## Begin

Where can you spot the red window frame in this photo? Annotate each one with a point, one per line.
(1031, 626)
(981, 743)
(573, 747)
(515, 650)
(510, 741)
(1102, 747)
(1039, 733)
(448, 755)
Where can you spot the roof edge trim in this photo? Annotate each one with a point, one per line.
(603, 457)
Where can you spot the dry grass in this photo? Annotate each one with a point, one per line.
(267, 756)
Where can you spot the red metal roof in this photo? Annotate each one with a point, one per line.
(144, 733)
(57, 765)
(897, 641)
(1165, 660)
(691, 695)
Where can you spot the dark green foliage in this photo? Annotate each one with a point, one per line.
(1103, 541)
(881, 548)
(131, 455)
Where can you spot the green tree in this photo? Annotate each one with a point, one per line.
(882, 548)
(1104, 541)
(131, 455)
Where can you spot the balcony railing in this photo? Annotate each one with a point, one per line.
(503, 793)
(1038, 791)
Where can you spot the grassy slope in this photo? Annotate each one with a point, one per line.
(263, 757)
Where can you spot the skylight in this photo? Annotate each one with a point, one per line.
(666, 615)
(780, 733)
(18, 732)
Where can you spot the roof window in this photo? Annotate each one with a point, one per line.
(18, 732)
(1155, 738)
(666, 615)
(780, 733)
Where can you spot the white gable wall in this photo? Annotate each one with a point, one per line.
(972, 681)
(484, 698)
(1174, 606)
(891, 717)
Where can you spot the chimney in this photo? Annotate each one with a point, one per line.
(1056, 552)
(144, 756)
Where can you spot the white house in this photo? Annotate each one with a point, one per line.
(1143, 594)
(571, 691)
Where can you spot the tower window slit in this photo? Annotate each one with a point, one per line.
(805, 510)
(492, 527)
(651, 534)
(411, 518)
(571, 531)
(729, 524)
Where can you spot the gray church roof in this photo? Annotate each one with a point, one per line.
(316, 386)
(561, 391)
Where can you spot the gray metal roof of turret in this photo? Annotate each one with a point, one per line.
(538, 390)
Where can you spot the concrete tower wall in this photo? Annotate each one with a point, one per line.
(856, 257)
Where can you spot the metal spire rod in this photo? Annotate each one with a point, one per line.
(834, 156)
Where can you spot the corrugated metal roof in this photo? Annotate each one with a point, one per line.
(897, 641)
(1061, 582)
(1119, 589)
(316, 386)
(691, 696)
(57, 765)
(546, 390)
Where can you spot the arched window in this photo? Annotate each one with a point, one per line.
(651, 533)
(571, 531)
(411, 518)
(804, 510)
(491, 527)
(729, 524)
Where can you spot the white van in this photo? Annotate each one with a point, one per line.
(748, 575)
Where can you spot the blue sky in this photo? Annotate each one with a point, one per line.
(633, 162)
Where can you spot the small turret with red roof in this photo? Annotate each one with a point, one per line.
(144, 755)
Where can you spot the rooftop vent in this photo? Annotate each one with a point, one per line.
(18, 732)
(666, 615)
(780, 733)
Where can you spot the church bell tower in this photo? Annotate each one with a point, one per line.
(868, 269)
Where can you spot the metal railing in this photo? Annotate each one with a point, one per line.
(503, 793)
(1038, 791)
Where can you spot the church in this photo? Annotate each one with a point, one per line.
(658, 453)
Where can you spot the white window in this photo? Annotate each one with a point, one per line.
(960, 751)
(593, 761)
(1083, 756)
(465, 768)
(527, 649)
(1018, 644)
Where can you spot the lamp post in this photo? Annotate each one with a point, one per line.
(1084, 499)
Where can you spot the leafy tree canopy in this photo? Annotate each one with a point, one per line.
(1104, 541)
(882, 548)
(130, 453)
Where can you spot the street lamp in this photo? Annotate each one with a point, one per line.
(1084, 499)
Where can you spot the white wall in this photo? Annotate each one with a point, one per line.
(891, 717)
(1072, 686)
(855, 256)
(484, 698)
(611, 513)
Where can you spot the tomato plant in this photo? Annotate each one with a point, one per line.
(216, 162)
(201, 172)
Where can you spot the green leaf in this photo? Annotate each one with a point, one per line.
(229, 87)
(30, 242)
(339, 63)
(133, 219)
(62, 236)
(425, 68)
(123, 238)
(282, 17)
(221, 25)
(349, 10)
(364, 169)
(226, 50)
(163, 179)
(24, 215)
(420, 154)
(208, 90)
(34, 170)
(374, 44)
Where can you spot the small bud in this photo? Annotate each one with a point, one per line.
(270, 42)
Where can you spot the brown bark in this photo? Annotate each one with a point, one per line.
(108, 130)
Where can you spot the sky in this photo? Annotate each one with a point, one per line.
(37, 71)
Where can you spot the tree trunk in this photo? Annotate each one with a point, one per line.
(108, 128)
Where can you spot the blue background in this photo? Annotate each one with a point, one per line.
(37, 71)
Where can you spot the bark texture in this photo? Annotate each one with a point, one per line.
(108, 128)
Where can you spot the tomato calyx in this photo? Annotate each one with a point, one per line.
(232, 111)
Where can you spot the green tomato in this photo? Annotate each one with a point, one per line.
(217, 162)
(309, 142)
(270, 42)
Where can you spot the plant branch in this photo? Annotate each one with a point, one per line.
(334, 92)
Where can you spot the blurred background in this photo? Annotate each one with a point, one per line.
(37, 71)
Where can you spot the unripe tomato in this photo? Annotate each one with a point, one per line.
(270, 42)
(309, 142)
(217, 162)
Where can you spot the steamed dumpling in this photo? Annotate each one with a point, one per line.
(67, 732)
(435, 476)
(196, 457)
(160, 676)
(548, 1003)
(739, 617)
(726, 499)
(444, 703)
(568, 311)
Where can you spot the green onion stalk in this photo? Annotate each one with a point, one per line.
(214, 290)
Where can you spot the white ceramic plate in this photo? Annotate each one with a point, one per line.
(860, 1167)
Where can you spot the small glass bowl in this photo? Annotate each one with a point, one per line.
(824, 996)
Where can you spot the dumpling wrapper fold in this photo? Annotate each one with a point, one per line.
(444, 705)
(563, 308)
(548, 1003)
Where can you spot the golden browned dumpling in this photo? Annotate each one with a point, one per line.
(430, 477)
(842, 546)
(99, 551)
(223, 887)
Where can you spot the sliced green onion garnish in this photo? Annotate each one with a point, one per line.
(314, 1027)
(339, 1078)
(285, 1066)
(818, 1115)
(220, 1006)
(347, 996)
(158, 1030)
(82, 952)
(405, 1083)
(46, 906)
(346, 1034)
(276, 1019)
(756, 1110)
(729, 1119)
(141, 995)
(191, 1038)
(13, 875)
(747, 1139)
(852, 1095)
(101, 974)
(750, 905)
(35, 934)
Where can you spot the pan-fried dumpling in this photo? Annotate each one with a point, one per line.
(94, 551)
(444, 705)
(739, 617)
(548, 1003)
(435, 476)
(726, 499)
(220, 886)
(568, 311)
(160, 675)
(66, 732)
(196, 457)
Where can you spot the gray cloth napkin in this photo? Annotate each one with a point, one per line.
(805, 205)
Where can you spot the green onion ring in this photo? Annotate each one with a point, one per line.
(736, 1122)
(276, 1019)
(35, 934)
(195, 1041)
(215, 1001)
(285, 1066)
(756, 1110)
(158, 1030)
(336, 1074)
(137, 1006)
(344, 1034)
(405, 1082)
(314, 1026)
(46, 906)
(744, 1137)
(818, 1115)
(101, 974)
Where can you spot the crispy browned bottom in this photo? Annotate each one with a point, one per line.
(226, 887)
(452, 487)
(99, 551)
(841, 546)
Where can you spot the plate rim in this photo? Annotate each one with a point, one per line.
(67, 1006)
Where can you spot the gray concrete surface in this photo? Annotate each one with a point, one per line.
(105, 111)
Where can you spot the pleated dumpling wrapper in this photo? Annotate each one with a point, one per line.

## End

▶ [AIM]: Give every line of the material again, exactly as it reads.

▶ [RESULT OF THE EXERCISE]:
Where can you spot the red window frame in this photo? Annotate each one with a point, one per line.
(1031, 626)
(981, 743)
(573, 747)
(515, 650)
(510, 741)
(1102, 747)
(1039, 733)
(448, 755)
Where can you spot the roof edge trim in this photo? Annotate each one with a point, one per line.
(603, 457)
Where can you spot the dry grass in this photo? Annotate each one with a point, one per line.
(267, 756)
Where can you spot the red metal roof in this photo? Annotate each one with a point, one per line.
(144, 733)
(57, 765)
(897, 641)
(1165, 660)
(691, 695)
Where can you spot the dark green foliage in this photo? Annotate each one with a point, one per line.
(1103, 541)
(881, 548)
(131, 455)
Where can you spot the green tree in this photo? Annotate each one with a point, one per line.
(882, 548)
(1104, 541)
(131, 455)
Where can you spot the balcony railing in this photo? Annotate each one with a point, one per line.
(503, 793)
(1038, 791)
Where can you spot the grassy slope in this photo? Annotate each one with a point, one per line.
(263, 757)
Where can you spot the skylight in this photo? Annotate each one with a point, one per line.
(666, 615)
(780, 733)
(18, 732)
Where can you spot the roof window in this photo? Annotate each one with a point, one per line.
(18, 732)
(1155, 738)
(666, 615)
(780, 733)
Where can you spot the white gable wall in this photo? Annotate each one with a point, one per line.
(972, 681)
(484, 698)
(1174, 606)
(891, 717)
Where can you spot the chimney in this photo? Annotate each one with a point, one per line.
(1056, 552)
(144, 756)
Where can you spot the white house in this photo? Annotate each one with a point, one per line.
(1143, 594)
(571, 691)
Where can you spot the tower window slit in this photo? Annotate each one with a point, one per line.
(805, 510)
(492, 527)
(651, 534)
(411, 518)
(571, 531)
(729, 524)
Where can you spot the gray church roof in this photo? Annotate each one with a point, one per line.
(316, 386)
(561, 391)
Where can you spot the gray metal roof of turret in this photo? Annotate each one with a point, one per line.
(538, 390)
Where can you spot the concrete tower wall in this photo? Annotate each one with a point, one per line.
(856, 257)
Where can you spot the metal spire rod in this photo? Annotate each one with a point, one per line.
(834, 156)
Where can you spot the corrugated metal roof in this photo? Annotate each one with a point, one per line.
(897, 641)
(1061, 582)
(1119, 589)
(316, 386)
(691, 696)
(57, 765)
(546, 390)
Where can you spot the arched window in this photo? Annotate each one with a point, one per line.
(651, 533)
(571, 531)
(411, 518)
(804, 510)
(491, 527)
(729, 524)
Where can you spot the white van in this photo? Annotate each one with a point, one per line.
(748, 575)
Where can you spot the blue sky in this photo? Annotate each one with a point, one per line.
(633, 162)
Where can you spot the small turret with red roof in this photo? Annotate each one with a point, one per line.
(144, 755)
Where can you spot the rooftop vent in this photo? Annotate each one with a point, one per line.
(18, 732)
(666, 615)
(780, 733)
Where can you spot the church bell tower in this photo? Annotate each one with a point, one per line.
(868, 269)
Where can you spot the metal railing in this photo? Annotate each one with a point, one per line.
(503, 793)
(1038, 791)
Where can you spot the church in this photo? Annotate each one with a point, one per line.
(658, 453)
Where can you spot the white window in this photo? Annotate each one with a point, one per line.
(960, 751)
(593, 761)
(1083, 756)
(465, 768)
(527, 649)
(1018, 644)
Where can you spot the lamp post in this photo? Annotate each one with a point, one per line.
(1084, 499)
Where can you spot the leafy tree canopy in this photo? Annotate each one with a point, one per line.
(1104, 541)
(882, 548)
(130, 453)
Where can you spot the street lamp in this photo? Annotate each one with a point, one per line.
(1084, 499)
Where can you spot the white wall in this photo? Annotate each one with a point, one per line.
(891, 717)
(1072, 686)
(855, 256)
(484, 698)
(611, 513)
Where can you spot the tomato plant in this photo? Annotate each one with a point, one per line.
(216, 162)
(201, 172)
Where can you spot the green leaf in this photo? Annotate each one with a point, one per line.
(229, 87)
(30, 242)
(339, 63)
(133, 219)
(62, 236)
(425, 68)
(123, 238)
(282, 17)
(221, 25)
(349, 10)
(364, 169)
(226, 50)
(163, 179)
(24, 215)
(420, 154)
(208, 90)
(34, 170)
(374, 44)
Where can you spot the small bud in this photo? Annotate each one with a point, one per line.
(270, 42)
Where can you spot the brown bark in this photo? Annotate each one with a point, one per line.
(108, 130)
Where can you spot the sky in this photo? Annotate each one with a point, one per line.
(37, 71)
Where can you spot the tree trunk in this photo? Annotate each one with a point, one per line.
(108, 128)
Where can you spot the blue background in this photo? Annotate each one with a point, one per line.
(37, 71)
Where can you spot the bark texture in this photo? Annotate each one with a point, one per line.
(108, 128)
Where can you spot the tomato calyx in this photo? Annotate each one with a point, one per line.
(232, 111)
Where can you spot the green tomato in this photo? Annotate each one with a point, one per line.
(217, 162)
(309, 142)
(270, 42)
Where can you spot the plant branch in this photo? Annotate each one with a point, one per line.
(334, 92)
Where can you spot the blurred background in this photo? Annotate each one with a point, one per line.
(37, 71)
Where can you spot the unripe tomato in this photo? Annotate each one with a point, one per line.
(270, 42)
(309, 142)
(217, 162)
Where can you spot the steamed dumpling in this photo? Annotate each one with a point, one per line.
(67, 732)
(435, 476)
(196, 457)
(160, 676)
(548, 1003)
(739, 617)
(726, 499)
(444, 703)
(568, 311)
Where can you spot the green onion stalk in this photo? Annotate each one with a point, one per line.
(214, 290)
Where can you spot the white ceramic plate in this photo? Annotate each one with a point, one per line.
(860, 1167)
Where can you spot the small glass bowl in this photo? Annotate each one with a point, one per line.
(824, 996)
Where can you spot the dumpling wrapper fold in this photo? Annotate each one with a point, one per line.
(444, 705)
(563, 308)
(548, 1003)
Where can you spot the golden browned dumpling in this photo? Annotate each one with a point, one per line.
(430, 477)
(842, 546)
(99, 551)
(223, 887)
Where can you spot the sliced green onion garnish in this photo? Annotate each one with a point, one per line.
(314, 1027)
(339, 1078)
(285, 1066)
(818, 1115)
(220, 1006)
(347, 996)
(158, 1030)
(82, 952)
(405, 1083)
(46, 906)
(346, 1034)
(276, 1019)
(756, 1110)
(729, 1119)
(141, 995)
(191, 1038)
(13, 875)
(747, 1139)
(852, 1095)
(101, 974)
(750, 905)
(35, 934)
Where can you spot the pan-fried dumpling in this photo? Annotate each one with a point, one per line.
(94, 551)
(444, 705)
(739, 617)
(548, 1003)
(435, 476)
(726, 499)
(220, 886)
(568, 311)
(160, 675)
(66, 732)
(196, 457)
Where can you spot the gray cloth napkin in this photo? Annotate each one with a point, one per line.
(805, 205)
Where can you spot the green onion ring in this photo? Annotate each one with a point, one per line.
(736, 1122)
(276, 1019)
(35, 934)
(195, 1041)
(215, 1001)
(285, 1066)
(756, 1110)
(158, 1030)
(336, 1074)
(137, 1006)
(344, 1034)
(405, 1082)
(314, 1026)
(46, 906)
(744, 1137)
(818, 1115)
(101, 974)
Where can you spot the crispy browned bottom in this photo? Annotate each one with a point, one per line.
(226, 887)
(452, 487)
(99, 551)
(841, 546)
Where can you spot the plate rim in this photo? Annotate each one with a point, one per line.
(67, 1006)
Where can you spot the gray concrete surface in this photo? Annotate each one with a point, one per line.
(105, 111)
Where can you spot the pleated dumpling wrapper in this photo? Annotate each one with a point, one per line.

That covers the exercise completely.